- Exercise text:

================================

Masked language modeling can serve as an alternative for alignments, which struggle to capture the conservation of regulatory elements over large evolutionary distances. A BLAST hits of S. cerevisiae CDS and 3′ UTRs in other fungal species. B Regions 3′ to the stop codon of CBP3 orthologues in different fungal species. Instances of Puf3-like motifs (TGTA*ATA) are indicated in red, and a star indicates experimental evidence of Puf3 binding. It appears that Puf3 binding is conserved whereas the location of the motif is not. C Masked language models are neural networks trained to reconstruct masked nucleotides from context. We illustrate this with the example of a Puf3 motif (TGTAAATA), where the second to last T has been hidden. Since this motif is highly conserved, the model may learn that, given this context, a T is most likely. For each masked nucleotide, the model returns a probability distribution over the letters A, C, G, and T. We can extract sequence representations from the model by pooling the hidden representations of the last four layers of the model. The architecture of the LM corresponds to DNABERT [14], with the modification that we make the model species-aware, by providing a token denoting the species where the sequence is originally from. D We train language models on hundreds of highly diverged fungi. In each genome, we locate the annotated coding sequences and we extract the non-coding sequences immediately before the start codon (5′ region) and immediately after the stop codon (3′ region). We train separate models for each region. Each model is trained on more than 10 million sequences

Nevertheless, many regulatory sequence elements of 3′ UTRs are conserved far beyond the genus boundary. The 3′ region of the cytochrome B assembly factor CBP3 illustrates this. Experiments have shown that the RNA-binding protein Puf3 binds 3′ UTR of this gene in S. cerevisiae and the far diverged (about 500 Mya [20]) Neurospora crassa [21]. Moreover, we found that the Puf3 consensus binding motif can be found 3′ to the stop of the CBP3 homolog in almost all yeasts. However, we observed that the motif appears to be highly mobile, complicating alignment (Fig. 1B). This example illustrates the need and potential for alignment-free approaches to leverage conservation across large evolutionary distances.

================================

- Given information:
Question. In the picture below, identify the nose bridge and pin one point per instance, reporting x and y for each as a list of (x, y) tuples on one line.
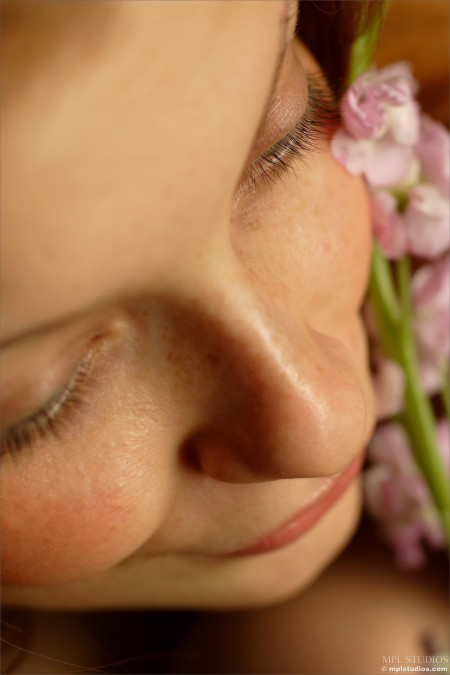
[(287, 402)]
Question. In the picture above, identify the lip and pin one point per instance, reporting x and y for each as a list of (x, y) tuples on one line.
[(308, 516)]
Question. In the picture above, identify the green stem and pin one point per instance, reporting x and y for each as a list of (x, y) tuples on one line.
[(363, 47), (445, 390), (420, 419)]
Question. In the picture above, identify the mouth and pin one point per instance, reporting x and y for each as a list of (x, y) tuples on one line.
[(309, 515)]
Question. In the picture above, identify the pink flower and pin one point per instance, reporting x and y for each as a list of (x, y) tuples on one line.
[(381, 102), (398, 496), (433, 151), (383, 163), (430, 292), (388, 225), (427, 221)]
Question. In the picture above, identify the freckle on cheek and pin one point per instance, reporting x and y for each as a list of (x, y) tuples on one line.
[(60, 541)]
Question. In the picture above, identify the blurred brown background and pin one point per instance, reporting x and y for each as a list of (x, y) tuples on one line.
[(418, 31)]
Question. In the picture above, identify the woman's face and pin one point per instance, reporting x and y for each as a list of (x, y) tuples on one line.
[(184, 364)]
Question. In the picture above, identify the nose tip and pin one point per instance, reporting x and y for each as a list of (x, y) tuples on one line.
[(285, 405)]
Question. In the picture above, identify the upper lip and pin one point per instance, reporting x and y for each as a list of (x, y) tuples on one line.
[(332, 483)]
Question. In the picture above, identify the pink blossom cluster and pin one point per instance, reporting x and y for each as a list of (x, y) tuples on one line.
[(404, 156), (405, 159), (399, 498)]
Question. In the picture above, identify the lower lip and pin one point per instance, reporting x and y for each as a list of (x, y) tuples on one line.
[(309, 515)]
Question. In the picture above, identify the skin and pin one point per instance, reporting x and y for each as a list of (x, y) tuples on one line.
[(219, 328)]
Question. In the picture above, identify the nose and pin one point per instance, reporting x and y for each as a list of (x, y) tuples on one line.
[(278, 399)]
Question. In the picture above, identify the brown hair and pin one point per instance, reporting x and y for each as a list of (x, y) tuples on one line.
[(328, 28)]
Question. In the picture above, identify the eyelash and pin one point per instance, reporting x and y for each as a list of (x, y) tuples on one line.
[(319, 120), (52, 418)]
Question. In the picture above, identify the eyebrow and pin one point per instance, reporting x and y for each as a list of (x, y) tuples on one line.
[(60, 322)]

================================

- What the task requires:
Print the masked language modeling text in full, word for word. The data come from a source unrelated to the masked language modeling text.

- Written response:
Masked language modeling can serve as an alternative for alignments, which struggle to capture the conservation of regulatory elements over large evolutionary distances. A BLAST hits of S. cerevisiae CDS and 3′ UTRs in other fungal species. B Regions 3′ to the stop codon of CBP3 orthologues in different fungal species. Instances of Puf3-like motifs (TGTA*ATA) are indicated in red, and a star indicates experimental evidence of Puf3 binding. It appears that Puf3 binding is conserved whereas the location of the motif is not. C Masked language models are neural networks trained to reconstruct masked nucleotides from context. We illustrate this with the example of a Puf3 motif (TGTAAATA), where the second to last T has been hidden. Since this motif is highly conserved, the model may learn that, given this context, a T is most likely. For each masked nucleotide, the model returns a probability distribution over the letters A, C, G, and T. We can extract sequence representations from the model by pooling the hidden representations of the last four layers of the model. The architecture of the LM corresponds to DNABERT [14], with the modification that we make the model species-aware, by providing a token denoting the species where the sequence is originally from. D We train language models on hundreds of highly diverged fungi. In each genome, we locate the annotated coding sequences and we extract the non-coding sequences immediately before the start codon (5′ region) and immediately after the stop codon (3′ region). We train separate models for each region. Each model is trained on more than 10 million sequences

Nevertheless, many regulatory sequence elements of 3′ UTRs are conserved far beyond the genus boundary. The 3′ region of the cytochrome B assembly factor CBP3 illustrates this. Experiments have shown that the RNA-binding protein Puf3 binds 3′ UTR of this gene in S. cerevisiae and the far diverged (about 500 Mya [20]) Neurospora crassa [21]. Moreover, we found that the Puf3 consensus binding motif can be found 3′ to the stop of the CBP3 homolog in almost all yeasts. However, we observed that the motif appears to be highly mobile, complicating alignment (Fig. 1B). This example illustrates the need and potential for alignment-free approaches to leverage conservation across large evolutionary distances.